**阅读短文:**
——————————

小时候写作文,不知道怎么写,但是有一个时间规定,于是写着写着,就知道该怎么写了。在写的过程中,开始不明白的事情,在慢慢的逐字逐句的琢磨中愈发变得明白。
大学毕业7个月,从到处渲染得牛逼轰轰的某家大型私企辞职,来到了南京投奔同学一起“创业”,为什么打引号,因为我也不知道这算不算创业,只知道,我选择了一条相对“容易”的路。
因为我再也不用在寒风中为等到客户下班请他吃个饭冻得瑟瑟发抖,再也不用喝得呕吐好几次后跌跌撞撞扶着柜台去买单,再也不用逢年过节的时候参加什么“团拜”送客户名贵烟、酒或者一些他们想要又不想要的东西。
辞职前一个月,我打电话跟我在乡村老路上摆着长长水果摊的妈妈说我要辞职,我妈简单问了情况之后对我说,“辞吧,儿子,身体最重要,你本来喝酒就过敏!”
今天这个天,天气很冷,妈妈粗糙龟裂被白色布带缠着的双手应该也裂开了。
挂了电话,我又拨通了我女友的电话,“我想辞职,想听听你的看法”本接到我电话很高兴的她声音却突然降低了8度,“哦……那你想好辞职后要做什么了吗”“并没有……或许可以……”“其实呢,我知道你很辛苦,压力很大,但是你现在都不知道辞职后要去做什么,我建议还是不要辞职吧”“但是我感觉真的待不下去,领导总是要我去做一些我做不了的事情……”“那说明你领导看重你呀!”“可是我真的觉得我不适合……”

——————————

**条目列表:**
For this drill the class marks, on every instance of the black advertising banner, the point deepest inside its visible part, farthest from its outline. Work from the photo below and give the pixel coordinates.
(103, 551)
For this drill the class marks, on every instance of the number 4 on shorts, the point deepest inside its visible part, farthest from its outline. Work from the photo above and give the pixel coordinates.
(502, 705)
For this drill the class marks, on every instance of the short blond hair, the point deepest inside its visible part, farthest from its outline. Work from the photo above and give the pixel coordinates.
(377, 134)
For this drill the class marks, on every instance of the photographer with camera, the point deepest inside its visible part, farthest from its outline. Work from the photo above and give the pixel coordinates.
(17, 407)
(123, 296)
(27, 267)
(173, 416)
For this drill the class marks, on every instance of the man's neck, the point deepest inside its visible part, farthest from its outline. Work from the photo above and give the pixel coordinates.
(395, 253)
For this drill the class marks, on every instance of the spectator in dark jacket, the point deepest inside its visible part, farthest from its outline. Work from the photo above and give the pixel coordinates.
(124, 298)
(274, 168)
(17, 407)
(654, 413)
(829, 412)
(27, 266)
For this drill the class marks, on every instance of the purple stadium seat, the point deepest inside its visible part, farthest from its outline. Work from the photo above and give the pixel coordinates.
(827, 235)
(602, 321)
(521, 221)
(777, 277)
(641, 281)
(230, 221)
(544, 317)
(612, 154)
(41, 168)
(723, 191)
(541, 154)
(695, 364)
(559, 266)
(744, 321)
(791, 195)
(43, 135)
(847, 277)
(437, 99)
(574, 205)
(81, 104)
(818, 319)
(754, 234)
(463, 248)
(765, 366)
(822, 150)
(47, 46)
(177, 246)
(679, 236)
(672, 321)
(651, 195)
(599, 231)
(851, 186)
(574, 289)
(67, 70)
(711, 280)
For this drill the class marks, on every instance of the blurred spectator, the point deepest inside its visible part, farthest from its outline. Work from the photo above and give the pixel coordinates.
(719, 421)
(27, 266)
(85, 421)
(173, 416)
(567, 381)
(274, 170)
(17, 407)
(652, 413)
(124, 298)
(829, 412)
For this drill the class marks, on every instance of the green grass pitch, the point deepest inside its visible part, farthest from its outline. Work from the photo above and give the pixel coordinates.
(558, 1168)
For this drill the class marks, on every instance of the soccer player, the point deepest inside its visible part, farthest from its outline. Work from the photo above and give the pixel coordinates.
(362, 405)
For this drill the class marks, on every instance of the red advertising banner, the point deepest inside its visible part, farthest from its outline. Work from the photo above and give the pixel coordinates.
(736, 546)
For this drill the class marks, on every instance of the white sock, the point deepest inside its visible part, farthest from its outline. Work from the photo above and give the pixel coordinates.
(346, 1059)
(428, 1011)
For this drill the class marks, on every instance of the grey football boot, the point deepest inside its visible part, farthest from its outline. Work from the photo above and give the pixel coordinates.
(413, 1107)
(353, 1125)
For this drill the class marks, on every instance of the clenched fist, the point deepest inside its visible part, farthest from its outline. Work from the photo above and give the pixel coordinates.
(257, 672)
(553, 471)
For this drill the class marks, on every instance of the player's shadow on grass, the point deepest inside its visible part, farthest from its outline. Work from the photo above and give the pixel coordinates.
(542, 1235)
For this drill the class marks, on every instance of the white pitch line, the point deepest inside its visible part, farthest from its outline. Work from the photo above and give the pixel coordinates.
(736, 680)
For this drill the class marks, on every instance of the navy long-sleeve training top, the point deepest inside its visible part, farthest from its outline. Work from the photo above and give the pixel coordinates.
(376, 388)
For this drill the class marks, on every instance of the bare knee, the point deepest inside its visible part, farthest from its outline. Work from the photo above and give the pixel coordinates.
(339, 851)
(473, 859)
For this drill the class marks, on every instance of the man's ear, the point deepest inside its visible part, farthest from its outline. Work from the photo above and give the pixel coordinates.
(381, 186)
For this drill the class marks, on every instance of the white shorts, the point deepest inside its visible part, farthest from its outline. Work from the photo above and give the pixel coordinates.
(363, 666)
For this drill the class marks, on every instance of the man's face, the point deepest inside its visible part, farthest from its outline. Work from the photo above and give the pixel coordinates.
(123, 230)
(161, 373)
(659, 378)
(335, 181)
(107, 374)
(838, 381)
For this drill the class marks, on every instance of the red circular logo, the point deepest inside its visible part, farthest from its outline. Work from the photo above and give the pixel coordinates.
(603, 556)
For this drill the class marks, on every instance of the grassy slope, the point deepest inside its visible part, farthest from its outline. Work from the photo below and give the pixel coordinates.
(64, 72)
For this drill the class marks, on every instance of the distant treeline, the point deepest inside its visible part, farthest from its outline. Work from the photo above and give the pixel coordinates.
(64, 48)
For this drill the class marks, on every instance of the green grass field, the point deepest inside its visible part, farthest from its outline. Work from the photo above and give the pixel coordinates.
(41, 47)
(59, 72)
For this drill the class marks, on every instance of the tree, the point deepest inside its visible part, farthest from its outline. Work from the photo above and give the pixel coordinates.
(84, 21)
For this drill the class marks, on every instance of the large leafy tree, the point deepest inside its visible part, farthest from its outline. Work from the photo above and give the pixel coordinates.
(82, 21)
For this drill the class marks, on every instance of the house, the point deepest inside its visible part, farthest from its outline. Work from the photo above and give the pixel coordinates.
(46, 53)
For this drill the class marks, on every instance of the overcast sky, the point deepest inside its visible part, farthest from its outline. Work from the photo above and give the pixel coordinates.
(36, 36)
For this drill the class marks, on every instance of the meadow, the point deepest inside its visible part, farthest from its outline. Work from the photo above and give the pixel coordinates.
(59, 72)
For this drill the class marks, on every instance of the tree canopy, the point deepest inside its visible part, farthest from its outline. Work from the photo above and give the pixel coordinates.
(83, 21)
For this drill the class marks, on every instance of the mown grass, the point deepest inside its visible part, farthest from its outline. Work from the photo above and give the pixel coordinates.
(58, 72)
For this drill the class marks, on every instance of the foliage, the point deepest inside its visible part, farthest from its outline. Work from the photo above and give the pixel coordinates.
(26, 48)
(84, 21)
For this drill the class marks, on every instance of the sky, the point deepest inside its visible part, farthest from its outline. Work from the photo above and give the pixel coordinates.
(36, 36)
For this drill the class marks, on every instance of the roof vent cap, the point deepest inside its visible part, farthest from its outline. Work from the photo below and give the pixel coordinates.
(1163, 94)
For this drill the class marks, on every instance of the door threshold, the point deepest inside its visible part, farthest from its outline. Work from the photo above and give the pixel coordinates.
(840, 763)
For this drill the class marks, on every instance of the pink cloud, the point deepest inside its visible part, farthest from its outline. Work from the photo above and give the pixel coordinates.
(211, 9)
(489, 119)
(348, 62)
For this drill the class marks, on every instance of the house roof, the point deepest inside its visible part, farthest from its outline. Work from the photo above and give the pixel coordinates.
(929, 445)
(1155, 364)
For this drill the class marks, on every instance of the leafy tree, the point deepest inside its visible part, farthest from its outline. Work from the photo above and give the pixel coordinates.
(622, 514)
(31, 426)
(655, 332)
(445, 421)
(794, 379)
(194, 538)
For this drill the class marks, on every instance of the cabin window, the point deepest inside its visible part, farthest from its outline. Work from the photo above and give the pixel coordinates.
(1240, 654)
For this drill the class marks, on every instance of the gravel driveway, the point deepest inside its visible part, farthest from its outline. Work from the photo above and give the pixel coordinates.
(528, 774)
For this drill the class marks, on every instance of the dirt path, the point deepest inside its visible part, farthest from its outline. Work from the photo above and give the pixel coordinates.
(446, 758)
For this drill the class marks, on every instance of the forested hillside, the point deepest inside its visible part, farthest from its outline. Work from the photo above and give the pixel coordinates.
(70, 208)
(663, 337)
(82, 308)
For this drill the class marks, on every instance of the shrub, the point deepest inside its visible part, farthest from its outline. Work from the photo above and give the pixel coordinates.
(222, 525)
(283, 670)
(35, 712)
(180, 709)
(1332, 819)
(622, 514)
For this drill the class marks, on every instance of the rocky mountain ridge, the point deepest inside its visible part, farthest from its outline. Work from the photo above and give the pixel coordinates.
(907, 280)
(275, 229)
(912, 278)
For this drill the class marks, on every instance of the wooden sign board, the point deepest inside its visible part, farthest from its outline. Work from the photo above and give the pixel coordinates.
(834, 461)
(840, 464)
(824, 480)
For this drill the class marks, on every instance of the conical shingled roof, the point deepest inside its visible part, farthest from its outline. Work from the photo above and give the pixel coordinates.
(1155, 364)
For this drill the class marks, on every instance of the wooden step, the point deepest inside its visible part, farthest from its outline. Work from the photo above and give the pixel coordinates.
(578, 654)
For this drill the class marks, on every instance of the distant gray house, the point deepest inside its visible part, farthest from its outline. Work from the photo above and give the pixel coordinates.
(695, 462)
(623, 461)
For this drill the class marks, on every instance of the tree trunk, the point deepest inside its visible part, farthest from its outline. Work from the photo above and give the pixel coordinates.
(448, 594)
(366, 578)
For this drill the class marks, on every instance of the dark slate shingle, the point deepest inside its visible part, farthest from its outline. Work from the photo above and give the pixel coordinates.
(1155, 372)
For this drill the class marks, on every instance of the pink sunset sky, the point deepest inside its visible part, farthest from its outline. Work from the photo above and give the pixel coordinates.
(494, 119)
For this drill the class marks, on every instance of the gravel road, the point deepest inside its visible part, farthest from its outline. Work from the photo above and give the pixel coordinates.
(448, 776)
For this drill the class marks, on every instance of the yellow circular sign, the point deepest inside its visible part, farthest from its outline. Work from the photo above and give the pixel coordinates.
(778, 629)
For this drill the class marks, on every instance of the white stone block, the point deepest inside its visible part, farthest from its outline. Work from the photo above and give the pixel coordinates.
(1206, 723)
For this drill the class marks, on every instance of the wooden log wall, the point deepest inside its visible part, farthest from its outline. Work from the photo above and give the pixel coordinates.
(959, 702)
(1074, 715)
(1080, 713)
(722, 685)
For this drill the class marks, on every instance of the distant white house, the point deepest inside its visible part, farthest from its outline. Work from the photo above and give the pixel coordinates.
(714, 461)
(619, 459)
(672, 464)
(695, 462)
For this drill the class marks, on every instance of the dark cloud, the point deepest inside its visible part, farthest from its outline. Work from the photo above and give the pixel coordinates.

——————————

**书面任务:**
#1 请修改短文中以含有“大学毕业7个月,从到处渲染得”的词句开头、到“一些他们想要又不想要的东西。”结束的部分,把其中的“寒风”换成“冷风”后重写出来。
#2 短文中,妈妈在哪里摆水果摊?
#3 用两句话概括这篇短文。

**作答内容:**
#1
大学毕业7个月,从到处渲染得牛逼轰轰的某家大型私企辞职,来到了南京投奔同学一起“创业”,为什么打引号,因为我也不知道这算不算创业,只知道,我选择了一条相对“容易”的路。
因为我再也不用在冷风中为等到客户下班请他吃个饭冻得瑟瑟发抖,再也不用喝得呕吐好几次后跌跌撞撞扶着柜台去买单,再也不用逢年过节的时候参加什么“团拜”送客户名贵烟、酒或者一些他们想要又不想要的东西。

#2 在乡村老路上。

#3 作者大学毕业7个月后从一家大型私企辞职,来到南京和同学一起“创业”,从此不必再为招待客户挨冻、喝到呕吐或逢年过节送礼。辞职前,妈妈以身体最重要、他喝酒过敏为由支持他辞职,女友却因为他还不知道辞职后要做什么而建议他不要辞职。